### The data
Content starts

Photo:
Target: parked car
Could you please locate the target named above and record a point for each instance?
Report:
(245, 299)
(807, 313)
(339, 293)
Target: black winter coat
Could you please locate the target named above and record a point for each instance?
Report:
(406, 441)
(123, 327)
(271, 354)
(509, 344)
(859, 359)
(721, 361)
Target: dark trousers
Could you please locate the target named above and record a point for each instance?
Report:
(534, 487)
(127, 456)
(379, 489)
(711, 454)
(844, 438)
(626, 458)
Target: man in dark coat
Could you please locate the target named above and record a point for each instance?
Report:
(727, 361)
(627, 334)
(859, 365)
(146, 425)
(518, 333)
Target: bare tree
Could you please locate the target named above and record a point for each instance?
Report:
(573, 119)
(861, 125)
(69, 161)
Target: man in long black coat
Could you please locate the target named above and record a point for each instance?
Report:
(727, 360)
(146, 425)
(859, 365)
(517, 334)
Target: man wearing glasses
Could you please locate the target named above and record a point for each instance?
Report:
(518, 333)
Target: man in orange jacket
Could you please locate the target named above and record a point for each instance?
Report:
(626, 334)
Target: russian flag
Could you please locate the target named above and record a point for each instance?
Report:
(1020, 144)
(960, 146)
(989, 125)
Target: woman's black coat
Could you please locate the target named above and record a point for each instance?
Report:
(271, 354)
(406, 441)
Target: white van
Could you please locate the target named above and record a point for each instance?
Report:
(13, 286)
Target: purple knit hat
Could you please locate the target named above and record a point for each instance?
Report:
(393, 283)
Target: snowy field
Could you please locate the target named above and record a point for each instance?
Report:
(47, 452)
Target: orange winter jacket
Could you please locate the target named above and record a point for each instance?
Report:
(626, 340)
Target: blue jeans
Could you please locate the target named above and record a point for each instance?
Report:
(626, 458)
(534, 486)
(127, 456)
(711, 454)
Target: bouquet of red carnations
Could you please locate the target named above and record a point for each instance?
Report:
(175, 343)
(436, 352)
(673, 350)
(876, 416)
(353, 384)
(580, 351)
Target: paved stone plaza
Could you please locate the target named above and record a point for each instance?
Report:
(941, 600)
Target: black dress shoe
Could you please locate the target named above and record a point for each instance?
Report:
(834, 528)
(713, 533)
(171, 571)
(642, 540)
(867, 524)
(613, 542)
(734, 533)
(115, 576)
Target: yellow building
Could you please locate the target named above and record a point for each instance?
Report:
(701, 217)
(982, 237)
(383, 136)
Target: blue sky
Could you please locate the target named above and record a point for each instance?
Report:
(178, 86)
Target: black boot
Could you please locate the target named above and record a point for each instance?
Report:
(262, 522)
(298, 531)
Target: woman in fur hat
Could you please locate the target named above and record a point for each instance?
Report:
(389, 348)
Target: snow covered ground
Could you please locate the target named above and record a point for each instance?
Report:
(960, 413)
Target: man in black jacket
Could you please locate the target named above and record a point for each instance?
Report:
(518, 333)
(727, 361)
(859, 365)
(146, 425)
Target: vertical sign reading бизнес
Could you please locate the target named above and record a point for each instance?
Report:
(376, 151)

Content ends

For the entries shown above, give the number of lines that include the word "winter", without any other text.

2